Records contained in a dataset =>
== Segment start ==
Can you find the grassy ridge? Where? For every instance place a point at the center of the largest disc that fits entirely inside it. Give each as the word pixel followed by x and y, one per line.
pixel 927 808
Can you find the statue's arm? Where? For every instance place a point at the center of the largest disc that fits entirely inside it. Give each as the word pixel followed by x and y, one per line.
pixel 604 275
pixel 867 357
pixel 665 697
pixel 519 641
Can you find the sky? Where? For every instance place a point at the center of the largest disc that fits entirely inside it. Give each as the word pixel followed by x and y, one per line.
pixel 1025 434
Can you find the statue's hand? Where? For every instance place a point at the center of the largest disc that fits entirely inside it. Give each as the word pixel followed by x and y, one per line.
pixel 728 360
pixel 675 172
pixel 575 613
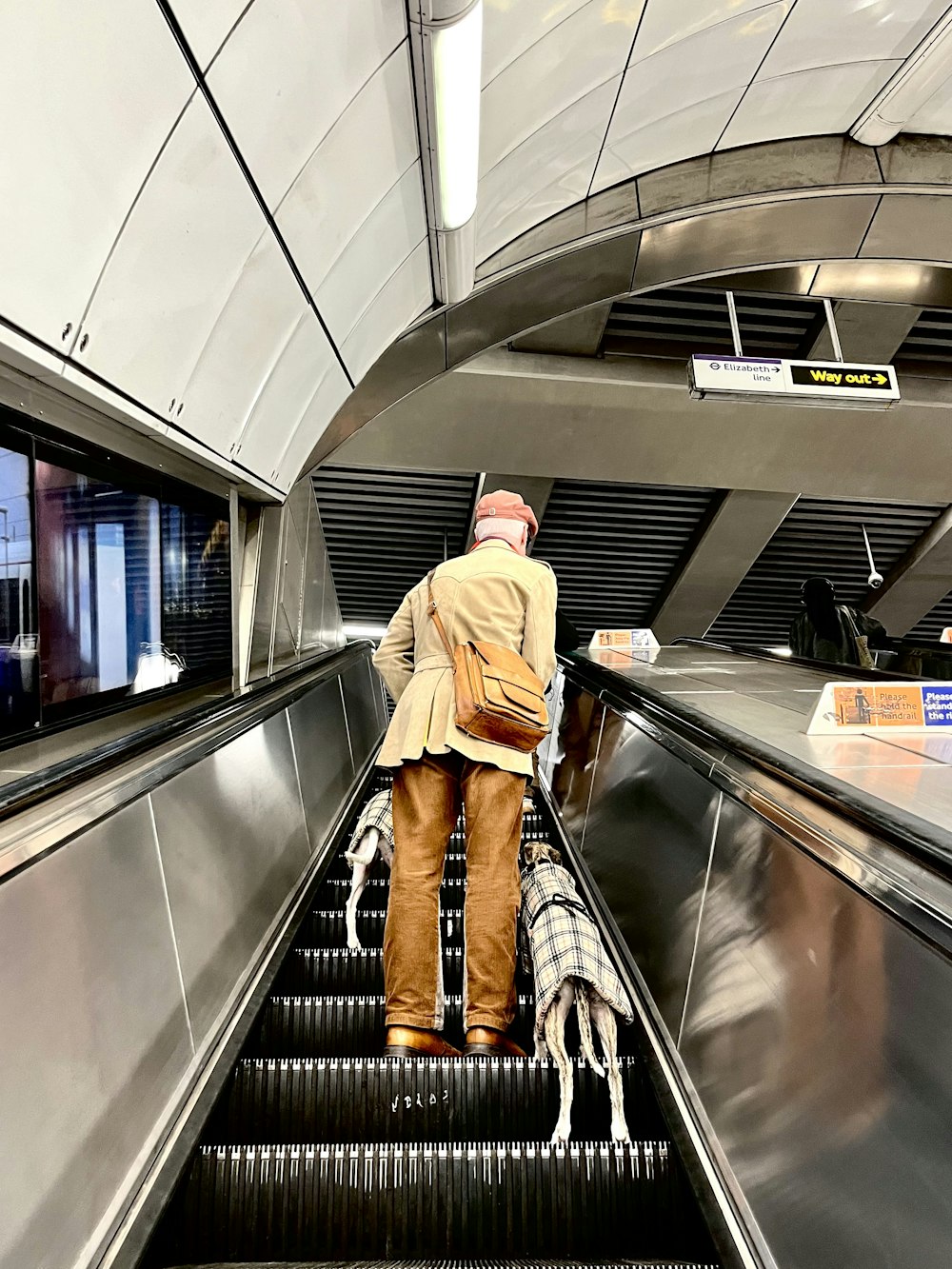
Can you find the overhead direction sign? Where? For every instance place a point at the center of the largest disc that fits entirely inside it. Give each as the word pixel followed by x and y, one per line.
pixel 711 374
pixel 825 377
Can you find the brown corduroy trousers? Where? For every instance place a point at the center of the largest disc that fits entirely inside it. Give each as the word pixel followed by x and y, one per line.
pixel 428 795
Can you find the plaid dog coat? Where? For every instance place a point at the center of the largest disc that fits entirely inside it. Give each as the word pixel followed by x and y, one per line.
pixel 377 814
pixel 564 942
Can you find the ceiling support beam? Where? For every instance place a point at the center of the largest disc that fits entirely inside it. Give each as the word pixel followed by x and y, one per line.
pixel 921 579
pixel 578 335
pixel 735 536
pixel 868 332
pixel 533 490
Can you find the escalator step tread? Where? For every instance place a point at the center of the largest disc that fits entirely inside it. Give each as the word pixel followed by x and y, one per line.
pixel 326 928
pixel 349 1025
pixel 371 1100
pixel 338 971
pixel 452 1264
pixel 479 1200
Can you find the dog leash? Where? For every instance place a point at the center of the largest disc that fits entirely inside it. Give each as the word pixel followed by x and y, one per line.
pixel 560 902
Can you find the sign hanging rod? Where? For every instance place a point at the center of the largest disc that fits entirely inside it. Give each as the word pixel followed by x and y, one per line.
pixel 735 327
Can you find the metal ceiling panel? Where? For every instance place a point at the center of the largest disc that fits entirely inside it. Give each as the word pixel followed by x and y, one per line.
pixel 616 547
pixel 819 537
pixel 932 625
pixel 387 529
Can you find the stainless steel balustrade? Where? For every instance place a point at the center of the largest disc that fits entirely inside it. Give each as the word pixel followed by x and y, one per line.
pixel 800 974
pixel 135 922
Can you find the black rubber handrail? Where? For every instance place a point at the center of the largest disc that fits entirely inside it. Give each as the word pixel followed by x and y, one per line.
pixel 918 838
pixel 284 686
pixel 825 667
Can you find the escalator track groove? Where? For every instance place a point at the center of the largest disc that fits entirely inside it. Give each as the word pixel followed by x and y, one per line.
pixel 319 1149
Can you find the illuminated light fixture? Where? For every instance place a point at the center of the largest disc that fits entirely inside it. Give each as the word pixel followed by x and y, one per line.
pixel 447 42
pixel 918 79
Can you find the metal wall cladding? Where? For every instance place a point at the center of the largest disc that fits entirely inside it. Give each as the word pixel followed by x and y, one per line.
pixel 324 764
pixel 365 711
pixel 232 841
pixel 94 1035
pixel 292 608
pixel 570 759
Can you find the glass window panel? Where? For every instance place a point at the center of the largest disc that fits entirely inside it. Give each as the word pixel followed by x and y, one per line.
pixel 99 583
pixel 19 679
pixel 197 586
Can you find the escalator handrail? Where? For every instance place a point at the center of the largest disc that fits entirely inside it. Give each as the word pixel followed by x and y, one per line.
pixel 912 835
pixel 764 654
pixel 259 698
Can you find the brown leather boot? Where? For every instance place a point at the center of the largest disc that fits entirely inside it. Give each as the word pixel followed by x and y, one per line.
pixel 415 1042
pixel 486 1042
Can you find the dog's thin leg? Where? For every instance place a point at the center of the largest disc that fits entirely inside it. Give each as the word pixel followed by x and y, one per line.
pixel 357 883
pixel 588 1044
pixel 555 1037
pixel 608 1037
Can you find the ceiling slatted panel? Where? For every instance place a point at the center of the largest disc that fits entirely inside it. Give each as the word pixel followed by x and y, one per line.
pixel 387 529
pixel 615 547
pixel 684 320
pixel 929 339
pixel 819 537
pixel 932 625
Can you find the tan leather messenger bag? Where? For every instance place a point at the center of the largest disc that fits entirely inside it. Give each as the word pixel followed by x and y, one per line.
pixel 498 697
== Segment end ==
Exercise requirements => Could you return all the entries exactly as they appear, minus the pictures?

Result of this exercise =>
Can you find the grassy ridge? Where? For every instance place a point at the center of the largest disc that fits entirely inside it. Give each as the word pixel followed by x and y, one per line.
pixel 927 808
Can you find the statue's arm? Where? For every instance place a point at the center of the largest disc that fits entirely inside it. Give each as the word pixel followed by x and y, one per line.
pixel 604 275
pixel 867 357
pixel 665 697
pixel 519 641
Can you find the sky? Where? For every instance place a point at the center of the largest disc that fits entirely inside it. Give each as the word pixel followed by x and y, one per line.
pixel 1025 434
Can you find the statue's hand? Where? For every instance place a point at the center of the largest disc that fits entirely inside it. Give each as the word pixel followed by x and y, one per line.
pixel 728 360
pixel 675 172
pixel 575 613
Can you find the overhead direction sign? Where? For every instance place a point at the center of the largest disc that fits entirely inside it. Give each as the word pixel followed by x and y, one per line.
pixel 711 374
pixel 825 377
Can you find the brown corduroy trousers? Where? For every instance place a point at the center of the largest disc that fits entirely inside it. Give each as the word pixel followed by x and y, one per line.
pixel 428 795
Can you find the plaid dog coat? Where? For every instance place a point at the center of the largest disc that fits entirely inside it. Give each as the word pixel followed by x and y, one per line.
pixel 377 814
pixel 564 942
Can you find the ceiling support beam? Where? For every instance place a point at the center of the largest disc that fits entirely inside it. Give each as the word pixel followed by x and y, one per line.
pixel 921 579
pixel 578 335
pixel 735 536
pixel 868 332
pixel 533 490
Can you find the escalator step tread? Where? For every instance place a point at the center of the largest disc that fits entirely inside it. Give each as the word pixel followed by x and y, one per line.
pixel 326 928
pixel 349 1025
pixel 371 1100
pixel 338 971
pixel 452 1264
pixel 479 1200
Can you find the dog leash? Where? For every instance place a point at the center of the largest disc that fits entirely inside it. Give each as the word pixel followed by x and y, one per line.
pixel 560 902
Can you find the sign hanging rod? Where? For every instance place a point at the center of the largest disc that fits entirely inside it. Give each as the word pixel followed by x and y, one per line.
pixel 735 327
Can you find the metal ceiling panel? Where? For every instance place a point at the center of the largest disc that fits entirely inside it. Give each as the word pixel followed by x and y, one per line.
pixel 616 547
pixel 819 537
pixel 932 625
pixel 387 529
Can you find the stainless steel balustrade? Where? For every instance place a point at the center of the largest disc that fits entirely inside it. Give each as the word pixel followed by x and y, one per line.
pixel 800 974
pixel 135 922
Can you find the black rubber handrail? Where? For every instance place a point at the center of the largest disc that fits entirely inside it. Give each as the word pixel followed by x and y, one per line.
pixel 918 838
pixel 284 686
pixel 825 667
Can you find the escalator track groove? Where? For every instance place a point at the center of the largest disc that fits entirely inside it. Give each as the word pixel followed by x and y, one per line.
pixel 319 1149
Can you find the illuminated light fixture? Where? For every instance place a point at the center of the largest disc that fits entirely inside it. Give each as the word pixel followed by x and y, one per line.
pixel 447 42
pixel 918 79
Can you find the metal wall cladding? Where? For every instance place a point at the center of the largest disc that fits entirely inside it. Give each as the word pixel followed by x and y, one per line.
pixel 324 764
pixel 365 711
pixel 232 841
pixel 94 1035
pixel 292 608
pixel 570 759
Can you find the glass window panel? Where? For every instance place a point at the center of the largest disc that fits entirely inside it. Give each as the word pixel followed by x and y, one per line.
pixel 99 583
pixel 19 679
pixel 197 586
Can you find the escalator handrail? Where? For every instance place a point at the center of the largest disc that fits entirely inside it. Give each as the word pixel followed by x and y, one per line.
pixel 912 835
pixel 764 654
pixel 259 698
Can you find the brown leather boot? Where? For every instance place a point at the center of the largest disc that fits entirely inside it. Give each as the word pixel followed by x and y, one per line.
pixel 415 1042
pixel 486 1042
Can you find the dog's thin leg? Where? For every instance place a point at the center of the largest disc that fits entirely inside it. Give each as the word pixel followed by x and y, one per line.
pixel 357 883
pixel 588 1044
pixel 555 1037
pixel 608 1037
Can you find the ceiling slatted panel? Where? For every instance place a point at the center of the largest disc that fits entirely inside it. Give each as the word pixel followed by x and y, one per line.
pixel 387 529
pixel 615 547
pixel 684 320
pixel 929 339
pixel 819 537
pixel 932 625
Can you find the tan leather messenger bag? Where? For every instance place a point at the center of the largest disc that fits entirely inside it. Give each as the word pixel followed by x and y, one per line.
pixel 498 697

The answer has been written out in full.